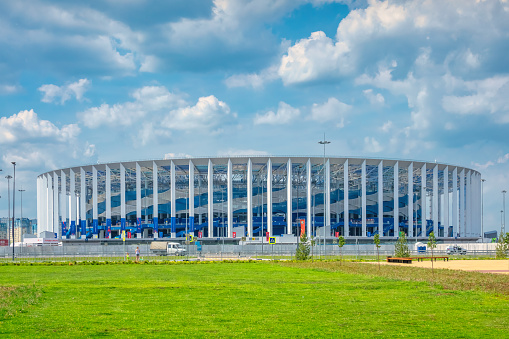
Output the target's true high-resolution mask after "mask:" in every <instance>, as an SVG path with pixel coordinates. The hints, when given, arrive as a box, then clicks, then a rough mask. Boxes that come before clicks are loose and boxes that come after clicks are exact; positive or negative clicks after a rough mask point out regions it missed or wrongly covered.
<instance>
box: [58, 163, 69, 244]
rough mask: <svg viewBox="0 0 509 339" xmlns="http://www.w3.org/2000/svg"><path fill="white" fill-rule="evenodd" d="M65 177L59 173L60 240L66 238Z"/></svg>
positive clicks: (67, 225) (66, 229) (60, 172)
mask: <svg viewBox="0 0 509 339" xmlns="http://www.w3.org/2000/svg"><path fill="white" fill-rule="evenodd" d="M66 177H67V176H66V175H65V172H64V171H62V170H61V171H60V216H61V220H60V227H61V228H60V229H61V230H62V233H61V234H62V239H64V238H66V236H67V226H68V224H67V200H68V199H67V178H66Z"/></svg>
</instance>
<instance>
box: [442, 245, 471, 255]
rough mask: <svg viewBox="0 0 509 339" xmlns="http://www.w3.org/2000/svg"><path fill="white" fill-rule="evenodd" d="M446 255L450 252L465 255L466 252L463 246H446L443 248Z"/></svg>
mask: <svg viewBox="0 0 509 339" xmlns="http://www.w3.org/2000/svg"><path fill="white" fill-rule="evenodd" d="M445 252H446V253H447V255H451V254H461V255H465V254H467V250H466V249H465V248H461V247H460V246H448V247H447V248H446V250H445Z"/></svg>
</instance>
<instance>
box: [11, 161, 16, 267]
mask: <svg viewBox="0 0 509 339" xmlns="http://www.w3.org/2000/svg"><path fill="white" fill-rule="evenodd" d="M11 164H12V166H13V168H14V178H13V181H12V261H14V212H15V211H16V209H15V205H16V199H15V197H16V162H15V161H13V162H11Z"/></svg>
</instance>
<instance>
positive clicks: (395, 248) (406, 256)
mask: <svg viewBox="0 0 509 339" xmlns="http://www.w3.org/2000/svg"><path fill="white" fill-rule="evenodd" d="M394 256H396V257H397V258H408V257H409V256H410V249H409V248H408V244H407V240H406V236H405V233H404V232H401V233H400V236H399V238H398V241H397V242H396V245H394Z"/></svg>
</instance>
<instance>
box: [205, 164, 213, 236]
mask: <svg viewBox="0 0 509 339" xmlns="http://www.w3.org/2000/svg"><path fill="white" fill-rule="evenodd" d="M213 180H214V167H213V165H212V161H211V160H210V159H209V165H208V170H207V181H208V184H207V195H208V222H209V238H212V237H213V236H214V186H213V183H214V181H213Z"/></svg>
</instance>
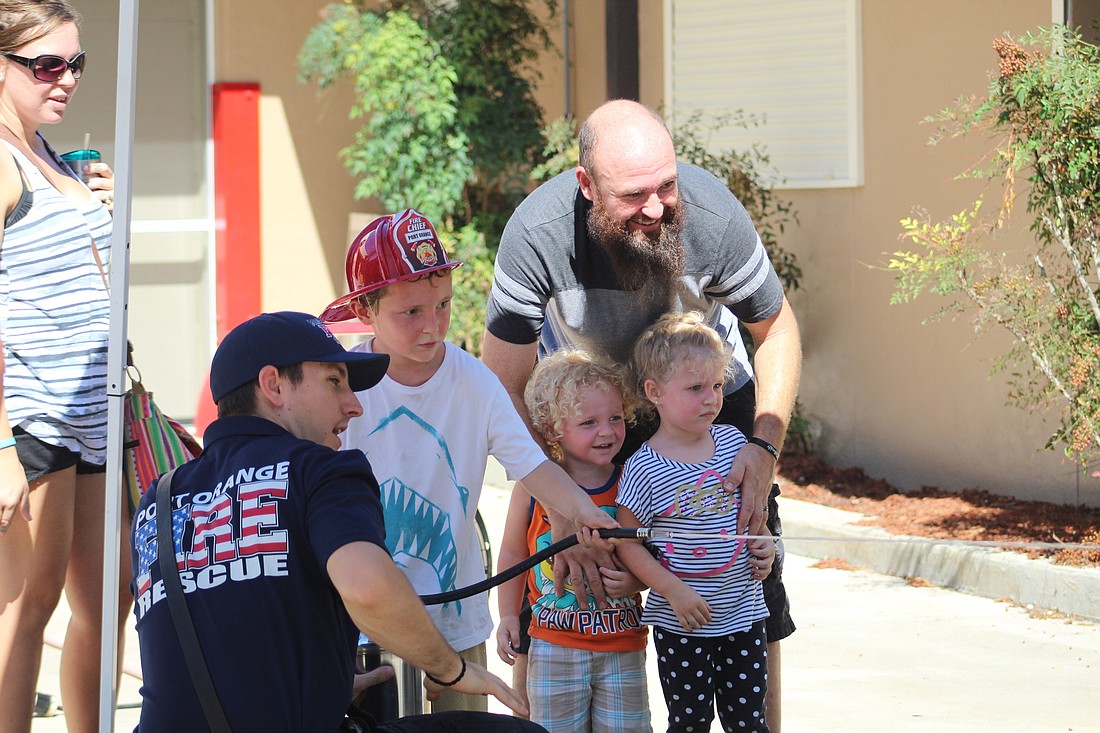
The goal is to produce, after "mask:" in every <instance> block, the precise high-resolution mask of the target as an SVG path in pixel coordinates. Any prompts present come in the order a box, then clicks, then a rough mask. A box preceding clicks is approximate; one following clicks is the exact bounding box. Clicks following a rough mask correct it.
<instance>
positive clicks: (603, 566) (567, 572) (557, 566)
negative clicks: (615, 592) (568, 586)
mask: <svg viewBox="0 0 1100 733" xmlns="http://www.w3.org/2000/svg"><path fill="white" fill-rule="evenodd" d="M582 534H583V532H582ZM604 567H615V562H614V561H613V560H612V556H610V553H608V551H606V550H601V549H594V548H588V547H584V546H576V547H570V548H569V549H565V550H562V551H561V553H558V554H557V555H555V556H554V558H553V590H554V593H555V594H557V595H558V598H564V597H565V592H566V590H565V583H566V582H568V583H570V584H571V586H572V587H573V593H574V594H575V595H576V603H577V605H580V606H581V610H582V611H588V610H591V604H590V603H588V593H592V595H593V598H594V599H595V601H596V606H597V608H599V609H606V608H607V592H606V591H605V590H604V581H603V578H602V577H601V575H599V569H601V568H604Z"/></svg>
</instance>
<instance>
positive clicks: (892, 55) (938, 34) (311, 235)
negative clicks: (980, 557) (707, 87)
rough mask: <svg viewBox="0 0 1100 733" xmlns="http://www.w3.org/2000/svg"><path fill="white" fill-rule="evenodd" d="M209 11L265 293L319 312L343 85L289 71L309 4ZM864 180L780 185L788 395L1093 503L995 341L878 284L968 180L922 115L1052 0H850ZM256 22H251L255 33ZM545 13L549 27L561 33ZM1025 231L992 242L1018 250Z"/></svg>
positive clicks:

▶ _Work request_: What is needed is an exact copy of the data, with the pictures removed.

▶ _Result_:
Output the target's true high-resolution mask after "mask:" in every <instance>, as an SVG path with pixel coordinates. The hints, when given, arrive as a box, then clicks, then a rough mask. Boxes that come before clicks are loose and boxes that come after clicks are exact; positive or negative clicks after a rough mask point out regions it missed or wrongly covered.
<instance>
box: [58, 163, 69, 244]
rough mask: <svg viewBox="0 0 509 339" xmlns="http://www.w3.org/2000/svg"><path fill="white" fill-rule="evenodd" d="M65 177L59 173L60 240L66 238Z"/></svg>
positive clicks: (67, 225) (66, 229) (60, 172)
mask: <svg viewBox="0 0 509 339" xmlns="http://www.w3.org/2000/svg"><path fill="white" fill-rule="evenodd" d="M66 177H67V176H66V175H65V172H64V171H62V170H61V171H60V216H61V220H60V227H61V228H60V229H61V230H62V233H61V234H62V239H64V238H66V236H67V226H68V224H67V200H68V199H67V178H66Z"/></svg>
</instance>
<instance>
box: [442, 245, 471, 255]
rough mask: <svg viewBox="0 0 509 339" xmlns="http://www.w3.org/2000/svg"><path fill="white" fill-rule="evenodd" d="M446 255L450 252L465 255L466 252L463 246H446L443 248Z"/></svg>
mask: <svg viewBox="0 0 509 339" xmlns="http://www.w3.org/2000/svg"><path fill="white" fill-rule="evenodd" d="M445 252H446V253H447V255H451V254H461V255H465V254H467V250H466V249H465V248H461V247H460V246H448V247H447V248H446V250H445Z"/></svg>
</instance>
<instance>
box: [11, 161, 16, 267]
mask: <svg viewBox="0 0 509 339" xmlns="http://www.w3.org/2000/svg"><path fill="white" fill-rule="evenodd" d="M11 164H12V166H13V168H14V178H13V181H12V261H14V212H15V211H16V209H15V205H16V199H15V197H16V162H15V161H13V162H11Z"/></svg>
</instance>
<instance>
positive clicks: (395, 248) (406, 256)
mask: <svg viewBox="0 0 509 339" xmlns="http://www.w3.org/2000/svg"><path fill="white" fill-rule="evenodd" d="M394 256H396V257H397V258H408V257H409V256H410V249H409V248H408V244H407V240H406V236H405V233H404V232H401V233H400V236H399V238H398V241H397V242H396V245H394Z"/></svg>
</instance>
<instance>
box: [205, 164, 213, 236]
mask: <svg viewBox="0 0 509 339" xmlns="http://www.w3.org/2000/svg"><path fill="white" fill-rule="evenodd" d="M213 180H214V167H213V165H212V161H211V160H210V159H209V165H208V170H207V181H208V184H207V195H208V222H209V238H212V237H213V236H214V186H213V183H214V181H213Z"/></svg>
</instance>
The goal is to produce, after "mask:" in every <instance> block, the precise high-resolution mask of the target as an SVG path in pixel coordinates. Any prompts present come in the order a box, then clicks, then a rough mask. A box preceding clicks is approximate; one following clicks is the exact bounding box. Clicks following a rough mask correct it.
<instance>
positive clicks: (603, 566) (567, 572) (557, 566)
negative clicks: (615, 592) (568, 586)
mask: <svg viewBox="0 0 1100 733" xmlns="http://www.w3.org/2000/svg"><path fill="white" fill-rule="evenodd" d="M582 534H583V532H582ZM604 567H615V562H614V561H613V560H612V556H610V553H608V551H606V550H601V549H594V548H588V547H584V546H576V547H570V548H569V549H565V550H562V551H561V553H558V554H557V555H555V556H554V558H553V590H554V593H555V594H557V595H558V598H564V597H565V592H566V590H565V583H566V582H568V583H570V584H571V586H572V587H573V593H574V594H575V595H576V603H577V605H580V606H581V610H582V611H588V610H591V604H590V603H588V593H592V595H593V598H594V599H595V601H596V606H597V608H599V609H606V608H607V592H606V591H605V590H604V581H603V578H602V577H601V575H599V569H601V568H604Z"/></svg>
</instance>
<instance>
positive clicks: (892, 55) (938, 34) (311, 235)
negative clicks: (980, 557) (707, 87)
rough mask: <svg viewBox="0 0 1100 733" xmlns="http://www.w3.org/2000/svg"><path fill="white" fill-rule="evenodd" d="M209 11L265 293L319 312L343 85L289 71L309 4ZM864 180L780 185L788 395L1093 503L995 341L878 284L968 180L922 115L1052 0H850ZM256 22H251L255 33ZM545 13L549 27L561 33ZM1025 231L992 242L1018 250Z"/></svg>
positive clicks:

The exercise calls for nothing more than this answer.